■ Short exercise A:
Find every row below that contains the word "eyeglasses" and copy each one out in full.

■ Article:
──────────────────────────────

- Born: April 14, 1954 (age 72) Loka pri Zidanem Mostu, Slovenia
- Occupations: Poet; essayist; academic;
- Spouse: Igor Tuta
- Writing career
- Genres: essays, poetry, studies in psychology
- Website: www.alenkarebula.com

= Alenka Rebula Tuta =

Alenka Rebula Tuta (born April 14, 1954) is a Slovene writer, poet, applied psychologist and a notable member of the Slovene minority in Italy. She lives and works in Sistiana in the Province of Trieste, Italy.

==Life==
She was born to Alojz Rebula and Zora Tavčar, both notable Slovene writers. After finishing high school, with Slovene as the language of instruction in Trieste, she receiuved a bachelor's degree in psychology at the University of Trieste. She married Igor Tuta, a radio program editor and director. They have two daughters and one son.

──────────────────────────────

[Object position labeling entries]

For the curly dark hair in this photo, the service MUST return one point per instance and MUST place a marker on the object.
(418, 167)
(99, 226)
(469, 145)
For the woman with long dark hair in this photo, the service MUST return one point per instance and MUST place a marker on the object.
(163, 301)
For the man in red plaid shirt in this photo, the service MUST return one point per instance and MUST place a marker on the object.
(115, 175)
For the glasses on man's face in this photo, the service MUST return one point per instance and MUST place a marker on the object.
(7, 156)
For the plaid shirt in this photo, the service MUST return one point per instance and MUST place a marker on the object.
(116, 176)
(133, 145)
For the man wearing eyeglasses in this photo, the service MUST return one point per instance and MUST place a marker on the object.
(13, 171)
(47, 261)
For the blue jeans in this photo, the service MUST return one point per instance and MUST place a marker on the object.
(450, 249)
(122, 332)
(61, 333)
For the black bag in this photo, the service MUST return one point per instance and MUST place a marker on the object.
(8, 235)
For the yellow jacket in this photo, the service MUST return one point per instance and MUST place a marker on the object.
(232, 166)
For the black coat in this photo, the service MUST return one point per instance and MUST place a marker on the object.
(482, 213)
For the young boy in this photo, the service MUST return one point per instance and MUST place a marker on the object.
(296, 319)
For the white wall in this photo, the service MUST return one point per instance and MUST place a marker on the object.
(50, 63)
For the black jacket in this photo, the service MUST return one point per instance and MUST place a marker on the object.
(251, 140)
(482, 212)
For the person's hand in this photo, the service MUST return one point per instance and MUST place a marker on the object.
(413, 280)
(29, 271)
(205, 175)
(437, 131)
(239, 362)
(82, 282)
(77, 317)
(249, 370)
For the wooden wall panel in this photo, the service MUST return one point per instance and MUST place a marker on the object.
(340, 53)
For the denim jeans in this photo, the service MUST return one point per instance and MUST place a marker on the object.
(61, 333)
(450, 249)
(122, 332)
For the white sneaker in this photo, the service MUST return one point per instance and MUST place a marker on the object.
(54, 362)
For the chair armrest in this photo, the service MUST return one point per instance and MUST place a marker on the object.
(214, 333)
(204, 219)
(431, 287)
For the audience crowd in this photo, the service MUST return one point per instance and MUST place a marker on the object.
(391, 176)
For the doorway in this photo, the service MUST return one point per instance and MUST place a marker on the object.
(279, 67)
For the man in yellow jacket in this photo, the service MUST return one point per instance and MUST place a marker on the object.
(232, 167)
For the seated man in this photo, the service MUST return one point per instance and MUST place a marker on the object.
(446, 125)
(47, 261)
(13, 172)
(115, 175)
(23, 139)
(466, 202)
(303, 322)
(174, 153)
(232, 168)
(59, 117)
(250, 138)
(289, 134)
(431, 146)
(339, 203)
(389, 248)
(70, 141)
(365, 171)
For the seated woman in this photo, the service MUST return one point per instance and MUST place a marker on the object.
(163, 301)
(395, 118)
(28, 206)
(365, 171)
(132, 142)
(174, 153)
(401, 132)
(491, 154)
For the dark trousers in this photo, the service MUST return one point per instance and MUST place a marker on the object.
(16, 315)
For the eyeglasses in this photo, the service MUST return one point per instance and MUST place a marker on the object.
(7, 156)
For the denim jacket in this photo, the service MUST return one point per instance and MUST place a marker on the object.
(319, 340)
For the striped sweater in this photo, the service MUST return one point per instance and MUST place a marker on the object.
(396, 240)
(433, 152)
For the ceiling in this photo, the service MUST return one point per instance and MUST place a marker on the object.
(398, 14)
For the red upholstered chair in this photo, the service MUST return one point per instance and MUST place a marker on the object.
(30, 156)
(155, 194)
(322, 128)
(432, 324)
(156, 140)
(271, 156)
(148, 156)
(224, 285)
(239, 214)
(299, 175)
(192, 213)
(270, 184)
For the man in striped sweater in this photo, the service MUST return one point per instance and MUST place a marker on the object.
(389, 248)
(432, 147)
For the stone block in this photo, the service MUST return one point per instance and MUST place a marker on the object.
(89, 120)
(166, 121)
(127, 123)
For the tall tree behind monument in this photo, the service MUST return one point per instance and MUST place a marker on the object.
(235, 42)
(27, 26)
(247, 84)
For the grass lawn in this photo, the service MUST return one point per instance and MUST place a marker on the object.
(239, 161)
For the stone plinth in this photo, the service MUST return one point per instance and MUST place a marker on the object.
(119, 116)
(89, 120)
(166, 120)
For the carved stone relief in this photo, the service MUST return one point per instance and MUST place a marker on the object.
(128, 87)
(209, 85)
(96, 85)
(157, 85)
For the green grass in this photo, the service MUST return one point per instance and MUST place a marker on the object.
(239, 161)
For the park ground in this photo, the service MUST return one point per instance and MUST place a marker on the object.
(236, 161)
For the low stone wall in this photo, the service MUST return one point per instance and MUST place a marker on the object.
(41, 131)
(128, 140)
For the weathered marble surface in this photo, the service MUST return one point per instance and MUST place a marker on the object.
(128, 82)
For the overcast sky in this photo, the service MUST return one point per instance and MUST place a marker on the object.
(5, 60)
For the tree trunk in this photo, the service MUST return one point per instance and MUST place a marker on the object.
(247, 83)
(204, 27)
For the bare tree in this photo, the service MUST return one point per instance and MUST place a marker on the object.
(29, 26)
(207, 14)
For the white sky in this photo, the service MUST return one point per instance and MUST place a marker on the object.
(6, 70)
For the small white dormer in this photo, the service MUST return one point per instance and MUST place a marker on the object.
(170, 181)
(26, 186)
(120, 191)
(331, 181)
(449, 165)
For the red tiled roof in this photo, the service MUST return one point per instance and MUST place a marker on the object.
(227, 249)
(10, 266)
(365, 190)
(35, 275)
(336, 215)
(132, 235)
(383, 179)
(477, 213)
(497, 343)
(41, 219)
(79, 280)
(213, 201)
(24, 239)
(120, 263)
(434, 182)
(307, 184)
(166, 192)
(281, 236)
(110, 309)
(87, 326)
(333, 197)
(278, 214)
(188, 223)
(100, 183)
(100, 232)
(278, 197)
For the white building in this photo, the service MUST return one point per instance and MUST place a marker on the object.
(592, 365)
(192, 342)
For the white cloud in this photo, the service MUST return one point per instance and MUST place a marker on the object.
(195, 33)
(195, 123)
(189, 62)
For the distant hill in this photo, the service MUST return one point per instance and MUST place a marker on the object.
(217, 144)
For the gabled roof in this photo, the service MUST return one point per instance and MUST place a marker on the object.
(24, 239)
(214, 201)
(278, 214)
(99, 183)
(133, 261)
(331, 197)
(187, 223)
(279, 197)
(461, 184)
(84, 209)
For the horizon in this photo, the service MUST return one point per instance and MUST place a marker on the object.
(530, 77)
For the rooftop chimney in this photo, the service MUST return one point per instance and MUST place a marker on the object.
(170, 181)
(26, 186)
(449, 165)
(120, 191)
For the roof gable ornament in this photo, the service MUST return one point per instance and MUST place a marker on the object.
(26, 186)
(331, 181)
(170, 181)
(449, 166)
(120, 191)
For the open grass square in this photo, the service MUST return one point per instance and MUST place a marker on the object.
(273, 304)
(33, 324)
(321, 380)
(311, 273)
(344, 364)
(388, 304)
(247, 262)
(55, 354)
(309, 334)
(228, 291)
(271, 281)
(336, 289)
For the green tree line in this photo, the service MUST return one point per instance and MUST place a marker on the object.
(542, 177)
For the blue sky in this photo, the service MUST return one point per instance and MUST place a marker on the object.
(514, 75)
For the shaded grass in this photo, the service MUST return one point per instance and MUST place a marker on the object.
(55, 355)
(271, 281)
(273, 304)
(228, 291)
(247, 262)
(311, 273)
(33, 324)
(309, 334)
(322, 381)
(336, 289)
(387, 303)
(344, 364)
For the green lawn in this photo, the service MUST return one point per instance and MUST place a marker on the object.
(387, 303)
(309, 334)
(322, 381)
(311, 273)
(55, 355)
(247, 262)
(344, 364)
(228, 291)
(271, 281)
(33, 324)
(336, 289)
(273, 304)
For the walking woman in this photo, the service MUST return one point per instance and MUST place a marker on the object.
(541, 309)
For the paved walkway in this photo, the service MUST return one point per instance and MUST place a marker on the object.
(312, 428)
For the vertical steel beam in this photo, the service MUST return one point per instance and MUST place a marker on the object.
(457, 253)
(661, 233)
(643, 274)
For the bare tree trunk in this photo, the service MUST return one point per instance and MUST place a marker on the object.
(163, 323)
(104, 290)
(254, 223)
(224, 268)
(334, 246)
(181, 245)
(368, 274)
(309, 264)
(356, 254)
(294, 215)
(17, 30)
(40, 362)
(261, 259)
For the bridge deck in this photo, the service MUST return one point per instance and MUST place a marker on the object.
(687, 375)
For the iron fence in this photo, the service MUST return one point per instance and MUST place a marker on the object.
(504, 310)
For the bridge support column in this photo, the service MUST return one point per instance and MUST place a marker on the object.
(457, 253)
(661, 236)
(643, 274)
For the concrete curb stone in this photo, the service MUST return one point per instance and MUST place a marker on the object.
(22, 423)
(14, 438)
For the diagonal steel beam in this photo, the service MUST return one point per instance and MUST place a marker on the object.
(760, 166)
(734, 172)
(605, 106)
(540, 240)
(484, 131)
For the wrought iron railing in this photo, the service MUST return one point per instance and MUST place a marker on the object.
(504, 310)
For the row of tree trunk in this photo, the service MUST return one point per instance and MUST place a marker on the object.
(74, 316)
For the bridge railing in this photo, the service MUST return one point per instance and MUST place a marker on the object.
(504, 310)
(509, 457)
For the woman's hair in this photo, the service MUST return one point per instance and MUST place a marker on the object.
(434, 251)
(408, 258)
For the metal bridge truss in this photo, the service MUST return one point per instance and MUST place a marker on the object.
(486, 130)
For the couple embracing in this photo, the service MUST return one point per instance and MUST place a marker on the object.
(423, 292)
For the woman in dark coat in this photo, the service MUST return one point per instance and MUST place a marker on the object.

──────────────────────────────

■ Short exercise B:
Write the next part of the article on Alenka Rebula Tuta, starting right after its final sentence.

■ Answer A:
For the man wearing eyeglasses in this photo, the service MUST return one point per instance and MUST place a marker on the object.
For the eyeglasses in this photo, the service MUST return one point per instance and MUST place a marker on the object.

■ Answer B:
==Work==
Rebula initially worked as psychologist and is now teaching at Anton Martin Slomšek College in Trieste. Her 1999 book on developmental psychology places particular emphasis on early infant experiences; Globine, ki so nas rodile (The Depths We Are Born From) is the first work written by a Slovenian author that rejects the alienation of analytic terminology in favor of treating the subject with an increased sensibility towards the infant's needs. The book was reprinted in 2009. In 2010 Alenka Rebula took part in a TV documentary on her life and work, together with another notable female author (Alenka Puhar) and her book Prvotno besedilo življenja (The Primal Text of Life). The documentary was aired by the national public broadcasting organization RTV Slovenija.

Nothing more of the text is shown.